/---

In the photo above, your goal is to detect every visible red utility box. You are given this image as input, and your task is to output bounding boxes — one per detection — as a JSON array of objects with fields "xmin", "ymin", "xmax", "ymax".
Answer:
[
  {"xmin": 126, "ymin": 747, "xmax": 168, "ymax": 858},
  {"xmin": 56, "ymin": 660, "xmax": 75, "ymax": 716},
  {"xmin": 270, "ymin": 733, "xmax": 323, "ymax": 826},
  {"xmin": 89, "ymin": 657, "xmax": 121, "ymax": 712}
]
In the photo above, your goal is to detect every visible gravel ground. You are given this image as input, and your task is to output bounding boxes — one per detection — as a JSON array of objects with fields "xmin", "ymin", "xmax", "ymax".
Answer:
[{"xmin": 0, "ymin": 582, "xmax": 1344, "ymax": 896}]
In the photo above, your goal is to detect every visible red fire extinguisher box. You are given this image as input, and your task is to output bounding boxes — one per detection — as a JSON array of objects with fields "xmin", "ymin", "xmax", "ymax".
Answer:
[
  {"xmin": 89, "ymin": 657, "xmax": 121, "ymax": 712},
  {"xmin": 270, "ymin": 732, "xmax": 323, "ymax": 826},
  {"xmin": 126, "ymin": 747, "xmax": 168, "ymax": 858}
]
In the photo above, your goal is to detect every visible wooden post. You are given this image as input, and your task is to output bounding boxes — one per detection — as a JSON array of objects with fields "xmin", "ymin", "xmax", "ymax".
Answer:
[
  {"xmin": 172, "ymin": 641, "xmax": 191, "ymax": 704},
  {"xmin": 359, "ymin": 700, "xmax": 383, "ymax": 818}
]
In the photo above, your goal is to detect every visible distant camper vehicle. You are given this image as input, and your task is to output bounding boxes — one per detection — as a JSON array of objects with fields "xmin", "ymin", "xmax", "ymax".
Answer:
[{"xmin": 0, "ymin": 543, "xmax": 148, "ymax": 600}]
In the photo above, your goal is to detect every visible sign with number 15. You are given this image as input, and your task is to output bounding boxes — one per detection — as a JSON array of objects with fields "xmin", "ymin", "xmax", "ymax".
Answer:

\---

## JOB:
Arrange the lines above as a JSON list of strings, one string per line, leaving out blank lines.

## RESPONSE TO THIS TASK:
[
  "In the photo above, your goal is to detect every visible red utility box. You are given this image as input, and your task is to output bounding boxes — one per detection — as a JSON array of objects with fields \"xmin\", \"ymin\", \"xmax\", \"ymax\".",
  "Answer:",
  "[",
  "  {\"xmin\": 126, \"ymin\": 747, \"xmax\": 168, \"ymax\": 858},",
  "  {\"xmin\": 56, \"ymin\": 660, \"xmax\": 75, \"ymax\": 716},",
  "  {\"xmin\": 270, \"ymin\": 733, \"xmax\": 323, \"ymax\": 826},",
  "  {\"xmin\": 89, \"ymin\": 657, \"xmax\": 121, \"ymax\": 712}",
  "]",
  "In the photo above, your goal is to detect every visible gravel ground. You are given this image as input, and your task is to output bounding boxes — one per detection — as a JSON array of objects with fields \"xmin\", \"ymin\", \"xmax\", \"ymax\".",
  "Answer:",
  "[{\"xmin\": 0, \"ymin\": 582, \"xmax\": 1344, \"ymax\": 896}]",
  "In the photo above, your goal is to detect every visible red fire extinguisher box. You are given this image as input, and your task is to output bounding boxes — one per detection — as a JSON array of objects with fields \"xmin\", \"ymin\", \"xmax\", \"ymax\".",
  "Answer:",
  "[",
  "  {\"xmin\": 89, \"ymin\": 657, \"xmax\": 121, \"ymax\": 712},",
  "  {\"xmin\": 270, \"ymin\": 732, \"xmax\": 323, \"ymax\": 826},",
  "  {\"xmin\": 126, \"ymin\": 747, \"xmax\": 168, \"ymax\": 858}",
  "]",
  "In the photo above, your goal is to detect every visible wooden post. You are given this image as input, and your task is to output bounding boxes — one per detection — as a JSON array of objects with fields \"xmin\", \"ymin\", \"xmax\", \"ymax\".",
  "Answer:",
  "[",
  "  {\"xmin\": 172, \"ymin\": 641, \"xmax\": 191, \"ymax\": 704},",
  "  {\"xmin\": 359, \"ymin\": 700, \"xmax\": 383, \"ymax\": 818}",
  "]",
  "In the photo above, your goal is to detect every visible distant camper vehicle. You are given this image as input, and your task is to output bounding boxes — one per detection — as a JSON array of objects with fields \"xmin\", \"ymin\", \"xmax\", \"ymax\".",
  "Answer:",
  "[{\"xmin\": 0, \"ymin\": 543, \"xmax\": 148, \"ymax\": 600}]",
  "In the photo above, your goal is to detect every visible sign with number 15. You are given this image as input, and your task is to output bounding boxes — one per detection — as a JSON array of objects with fields \"xmin\", \"ymin\", \"xmax\", \"ymax\".",
  "Answer:"
]